- **Location labeling records**:

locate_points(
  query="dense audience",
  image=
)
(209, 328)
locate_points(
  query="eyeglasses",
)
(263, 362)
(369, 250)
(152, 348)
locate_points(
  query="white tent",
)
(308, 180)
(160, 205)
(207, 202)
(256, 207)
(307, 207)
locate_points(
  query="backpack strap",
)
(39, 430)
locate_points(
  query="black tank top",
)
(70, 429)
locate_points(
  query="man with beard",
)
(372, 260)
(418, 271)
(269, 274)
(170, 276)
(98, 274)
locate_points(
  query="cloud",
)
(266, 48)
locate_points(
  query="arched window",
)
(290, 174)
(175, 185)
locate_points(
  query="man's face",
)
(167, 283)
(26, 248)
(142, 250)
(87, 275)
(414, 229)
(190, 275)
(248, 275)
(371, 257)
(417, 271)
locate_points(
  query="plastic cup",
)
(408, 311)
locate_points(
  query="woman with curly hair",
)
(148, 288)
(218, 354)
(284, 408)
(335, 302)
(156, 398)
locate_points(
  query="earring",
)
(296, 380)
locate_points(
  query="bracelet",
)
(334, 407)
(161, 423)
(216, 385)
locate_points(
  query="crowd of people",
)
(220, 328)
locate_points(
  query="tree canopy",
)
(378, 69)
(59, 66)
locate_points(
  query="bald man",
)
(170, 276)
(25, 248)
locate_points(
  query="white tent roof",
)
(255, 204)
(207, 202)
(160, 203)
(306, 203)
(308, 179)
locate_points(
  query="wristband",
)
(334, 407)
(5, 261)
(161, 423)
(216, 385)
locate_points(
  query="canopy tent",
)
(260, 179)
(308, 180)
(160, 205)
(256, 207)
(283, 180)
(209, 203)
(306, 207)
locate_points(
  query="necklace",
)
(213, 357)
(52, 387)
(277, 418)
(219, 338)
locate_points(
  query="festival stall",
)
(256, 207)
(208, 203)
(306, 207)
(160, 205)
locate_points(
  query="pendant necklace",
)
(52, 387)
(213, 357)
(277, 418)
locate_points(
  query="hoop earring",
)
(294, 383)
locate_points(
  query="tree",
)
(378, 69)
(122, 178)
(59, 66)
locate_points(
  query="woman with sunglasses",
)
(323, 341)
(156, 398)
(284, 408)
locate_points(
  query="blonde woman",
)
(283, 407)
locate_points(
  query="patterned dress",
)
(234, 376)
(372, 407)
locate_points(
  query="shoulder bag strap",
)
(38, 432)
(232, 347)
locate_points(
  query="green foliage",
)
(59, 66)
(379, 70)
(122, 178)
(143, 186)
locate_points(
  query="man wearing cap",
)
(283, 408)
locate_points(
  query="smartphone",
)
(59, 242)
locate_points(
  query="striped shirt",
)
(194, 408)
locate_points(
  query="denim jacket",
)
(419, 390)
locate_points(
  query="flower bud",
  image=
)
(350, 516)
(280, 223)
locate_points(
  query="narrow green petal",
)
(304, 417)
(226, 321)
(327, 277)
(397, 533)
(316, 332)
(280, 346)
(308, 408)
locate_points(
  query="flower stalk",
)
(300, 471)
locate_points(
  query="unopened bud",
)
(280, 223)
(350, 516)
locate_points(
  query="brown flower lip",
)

- **Problem requirements**: Print all the data exactly.

- **Reply to the task**:
locate_points(
  query="dense audience",
  image=
)
(209, 328)
locate_points(
  query="eyeglasses",
)
(263, 362)
(369, 250)
(152, 348)
locate_points(
  query="white tent",
)
(308, 180)
(160, 205)
(207, 202)
(256, 207)
(307, 207)
locate_points(
  query="backpack strap",
)
(39, 430)
locate_points(
  query="black tank top",
)
(70, 429)
locate_points(
  query="man with beard",
)
(372, 260)
(418, 271)
(269, 274)
(170, 276)
(98, 274)
locate_points(
  query="cloud",
)
(266, 48)
locate_points(
  query="arched window",
)
(290, 174)
(175, 185)
locate_points(
  query="man's face",
)
(167, 283)
(26, 248)
(142, 250)
(87, 275)
(414, 229)
(190, 275)
(248, 275)
(371, 257)
(417, 271)
locate_points(
  query="plastic cup",
)
(408, 311)
locate_points(
  query="woman with curly hair",
)
(148, 288)
(218, 354)
(284, 408)
(335, 302)
(156, 398)
locate_points(
  query="earring",
)
(296, 380)
locate_points(
  query="bracelet",
)
(334, 407)
(161, 423)
(216, 385)
locate_points(
  query="crowd of people",
)
(220, 328)
locate_points(
  query="tree canopy",
)
(378, 69)
(59, 66)
locate_points(
  query="bald man",
)
(170, 276)
(25, 248)
locate_points(
  query="white tent roof",
)
(255, 204)
(207, 202)
(160, 203)
(306, 203)
(308, 179)
locate_points(
  query="wristband",
)
(334, 407)
(5, 261)
(161, 423)
(216, 385)
locate_points(
  query="canopy tent",
)
(260, 179)
(308, 180)
(160, 205)
(256, 207)
(283, 180)
(209, 203)
(306, 207)
locate_points(
  query="necklace",
)
(213, 357)
(52, 387)
(277, 418)
(219, 338)
locate_points(
  query="festival stall",
)
(256, 207)
(208, 203)
(306, 207)
(160, 205)
locate_points(
  query="pendant necklace",
)
(52, 387)
(213, 357)
(277, 418)
locate_points(
  query="hoop earring",
)
(294, 383)
locate_points(
  query="tree",
)
(378, 69)
(122, 178)
(59, 66)
locate_points(
  query="woman with sunglasses",
)
(323, 341)
(156, 398)
(284, 408)
locate_points(
  query="blonde woman",
)
(283, 407)
locate_points(
  query="patterned dress",
)
(234, 376)
(372, 407)
locate_points(
  query="shoulder bag strap",
)
(38, 432)
(232, 347)
locate_points(
  query="green foliage",
)
(59, 66)
(379, 70)
(122, 178)
(143, 186)
locate_points(
  query="man wearing cap",
)
(283, 408)
locate_points(
  query="smartphone",
)
(59, 242)
locate_points(
  query="striped shirt",
)
(194, 408)
locate_points(
  query="denim jacket",
)
(419, 390)
locate_points(
  query="flower bud",
  image=
)
(350, 516)
(280, 223)
locate_points(
  query="narrow green petal",
)
(304, 417)
(226, 321)
(327, 277)
(397, 533)
(316, 332)
(280, 346)
(308, 408)
locate_points(
  query="flower stalk",
)
(300, 471)
locate_points(
  query="unopened bud",
)
(280, 223)
(350, 516)
locate_points(
  query="brown flower lip",
)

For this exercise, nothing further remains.